Dataset records:

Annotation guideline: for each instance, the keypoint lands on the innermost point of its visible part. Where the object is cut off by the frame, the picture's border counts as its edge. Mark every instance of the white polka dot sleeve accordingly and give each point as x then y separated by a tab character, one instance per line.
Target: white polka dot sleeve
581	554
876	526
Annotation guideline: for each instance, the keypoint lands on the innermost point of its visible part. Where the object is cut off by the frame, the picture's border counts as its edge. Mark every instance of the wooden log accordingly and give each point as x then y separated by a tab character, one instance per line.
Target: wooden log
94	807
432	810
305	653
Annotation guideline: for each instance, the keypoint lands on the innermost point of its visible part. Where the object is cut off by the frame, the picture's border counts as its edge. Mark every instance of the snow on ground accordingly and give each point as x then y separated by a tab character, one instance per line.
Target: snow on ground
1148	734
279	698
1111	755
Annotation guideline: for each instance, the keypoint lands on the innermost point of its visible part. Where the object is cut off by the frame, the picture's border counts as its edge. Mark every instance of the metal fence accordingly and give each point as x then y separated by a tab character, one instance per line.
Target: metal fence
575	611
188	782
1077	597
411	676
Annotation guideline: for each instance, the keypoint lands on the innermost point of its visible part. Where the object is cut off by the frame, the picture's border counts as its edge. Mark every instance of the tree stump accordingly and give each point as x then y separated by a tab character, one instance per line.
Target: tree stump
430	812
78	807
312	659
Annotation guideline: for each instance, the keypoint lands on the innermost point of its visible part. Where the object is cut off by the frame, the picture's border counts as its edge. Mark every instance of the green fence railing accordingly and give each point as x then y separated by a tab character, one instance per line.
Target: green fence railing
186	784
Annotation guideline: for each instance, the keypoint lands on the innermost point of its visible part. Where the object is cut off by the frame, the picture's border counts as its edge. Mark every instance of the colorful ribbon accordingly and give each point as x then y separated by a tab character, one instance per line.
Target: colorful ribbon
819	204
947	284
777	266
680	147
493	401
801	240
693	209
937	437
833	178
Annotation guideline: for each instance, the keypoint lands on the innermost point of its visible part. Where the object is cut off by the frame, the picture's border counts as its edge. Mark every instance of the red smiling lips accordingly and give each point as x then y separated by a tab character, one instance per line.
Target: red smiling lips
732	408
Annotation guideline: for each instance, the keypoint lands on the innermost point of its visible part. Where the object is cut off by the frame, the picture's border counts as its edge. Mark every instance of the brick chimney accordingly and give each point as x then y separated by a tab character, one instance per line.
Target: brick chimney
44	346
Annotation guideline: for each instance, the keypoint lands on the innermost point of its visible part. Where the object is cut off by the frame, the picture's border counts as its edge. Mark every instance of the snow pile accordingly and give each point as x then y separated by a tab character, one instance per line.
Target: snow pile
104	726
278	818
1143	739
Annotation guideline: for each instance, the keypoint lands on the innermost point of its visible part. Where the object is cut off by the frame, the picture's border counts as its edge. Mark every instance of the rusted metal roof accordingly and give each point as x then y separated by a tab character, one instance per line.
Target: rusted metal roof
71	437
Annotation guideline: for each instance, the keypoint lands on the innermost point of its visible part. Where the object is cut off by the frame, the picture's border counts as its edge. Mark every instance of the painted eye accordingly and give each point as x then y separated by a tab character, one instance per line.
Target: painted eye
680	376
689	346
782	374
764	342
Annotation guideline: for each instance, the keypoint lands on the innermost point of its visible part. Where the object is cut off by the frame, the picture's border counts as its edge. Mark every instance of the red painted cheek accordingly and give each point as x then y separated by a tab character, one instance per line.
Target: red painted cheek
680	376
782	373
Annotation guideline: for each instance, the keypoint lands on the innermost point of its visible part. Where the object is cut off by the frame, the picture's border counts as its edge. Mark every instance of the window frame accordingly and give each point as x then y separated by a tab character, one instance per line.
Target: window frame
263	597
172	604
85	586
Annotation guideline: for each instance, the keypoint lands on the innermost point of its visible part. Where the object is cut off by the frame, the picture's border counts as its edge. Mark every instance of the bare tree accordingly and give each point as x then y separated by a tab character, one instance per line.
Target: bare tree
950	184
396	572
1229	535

## Given exercise
Can you express every line of the material above as a JSON list of strings, with one string per line and any blank lines left out?

## Written answer
[
  "Annotation guideline: for each instance, the keypoint lands on the innermost point of its visible part. Where the object is cut off by the frame, the picture's border counts as its edge. Mark every instance of the white polka dot sleeve accordingly and give each point as x then y separated by a tab character, one instance per line.",
  "Target: white polka dot sleeve",
  "581\t554",
  "876\t526",
  "Annotation guideline: for each instance, the keypoint lands on the innermost point of its visible part. Where the object is cut off by the frame, the picture's border counts as its edge. Mark every instance of the wooden log accordingly and give each point as x then y separated by a tab character, one instance per line.",
  "Target: wooden log",
  "94\t807",
  "432\t810",
  "305\t653",
  "Annotation guideline: for each instance, the keypoint lands on the innermost point of its visible part. Where the object is cut off by the frame, the picture's border counts as its edge. Mark every instance of the snow on ground accordingly and give each point as x then y separated by a tab character, one instance per line.",
  "Target: snow on ground",
  "1148\t734",
  "279\t698",
  "1111\t755",
  "Annotation guideline: for each instance, the keypoint lands on the innermost point of its visible part. Where the object is cut off by the frame, the picture's border counts as its edge. Mark every instance of the metal fence accordingly and give each point as x then y separated by a tab character, one instance per line.",
  "Target: metal fence",
  "575\t611",
  "188\t782",
  "1077\t597",
  "411\t676",
  "Annotation guideline: for each instance, the keypoint lands on the innermost point of its visible part. Where the object is cut off by the frame, the picture's border counts as its edge. Mark every instance of the tree stump accordingly and give each point as x then y separated by a tab character, one instance per line.",
  "Target: tree stump",
  "430\t812",
  "78\t807",
  "312\t659",
  "Annotation guideline: for each instance, the keypoint lands on the innermost point of its visible part. Where the object is cut off by the frame, the picture's border counts as its edge. Mark every instance of the green fence railing accordingly and give each point as x then y separated by a tab character, one instance per line.",
  "Target: green fence railing",
  "186\t784",
  "Annotation guideline: for each instance, the keypoint lands on the innermost point of its visible part. Where the object is cut off by the frame, the picture's border counts as its edge. Mark every instance of the colorful ribbon accordingly and give each point as x then y separated by a tab character, one instance per line.",
  "Target: colorful ribbon",
  "819\t204",
  "947\t284",
  "777\t266",
  "680\t147",
  "493\t401",
  "801\t240",
  "693\t209",
  "937\t437",
  "833\t178",
  "Annotation guideline: for each instance, the keypoint lands on the innermost point of its visible part. Where the object is cut off by the frame, the picture's border counts as its edge. Mark every instance of the red smiling lips accordingly and give each point as x then y separated by a tab character, one instance per line.",
  "Target: red smiling lips",
  "732\t408",
  "Annotation guideline: for each instance, the keypoint lands on the innermost point of its visible part. Where the object is cut off by the frame, the picture's border counts as its edge. Mark every instance of the brick chimney accordingly and give each point as x then y separated by a tab character, one instance per line.",
  "Target: brick chimney",
  "44\t346",
  "Annotation guideline: for each instance, the keypoint lands on the innermost point of its visible part. Where the object is cut off by the frame, the picture's border counts as its edge. Mark every instance of the snow pile accordingly and give each point as x then y separated by a tab character, one instance per line.",
  "Target: snow pile",
  "104\t726",
  "278\t818",
  "1143\t739",
  "Annotation guideline: for each instance, the keypoint lands on the innermost point of its visible part. Where the object is cut off by the frame, the picture's border counts as its edge. Mark every instance of the rusted metal roof accordingly and give each point as x then y separated by a tab character, one instance per line.",
  "Target: rusted metal roof",
  "71\t437",
  "Annotation guideline: for each instance, the keypoint lands on the innermost point of its visible part. Where the object is cut off by the frame, the picture's border counts as its edge. Mark every instance of the painted eye accordingly and give each point as x then y separated by a tab character, one instance per line.",
  "Target: painted eye",
  "680\t376",
  "689\t346",
  "782\t374",
  "764\t342",
  "Annotation guideline: for each instance, the keypoint lands on the innermost point of its visible part. Where the object is cut off by the frame, the picture's border counts as its edge. Mark every instance of the red painted cheek accordingly and give each point as x then y separated by a tab character, one instance per line.",
  "Target: red painted cheek",
  "680\t376",
  "782\t373",
  "Annotation guideline: for each instance, the keypoint lands on the innermost point of its visible part. Where the object is cut off by the frame, the picture's border counts as its edge. Mark every instance of the window frame accordingly and give each point as x then y separated by a tab character, one instance per line.",
  "Target: window frame",
  "263\t597",
  "172\t604",
  "85\t586",
  "Annotation guideline: for each instance, the keypoint lands on the innermost point of its visible part. Where the object is cut off by the frame, the picture's border counts as its edge. Mark every instance of the bare tree accordingly and give each point as x then y separated by a tab character, one instance per line.",
  "Target: bare tree",
  "950\t184",
  "396\t572",
  "1229\t535"
]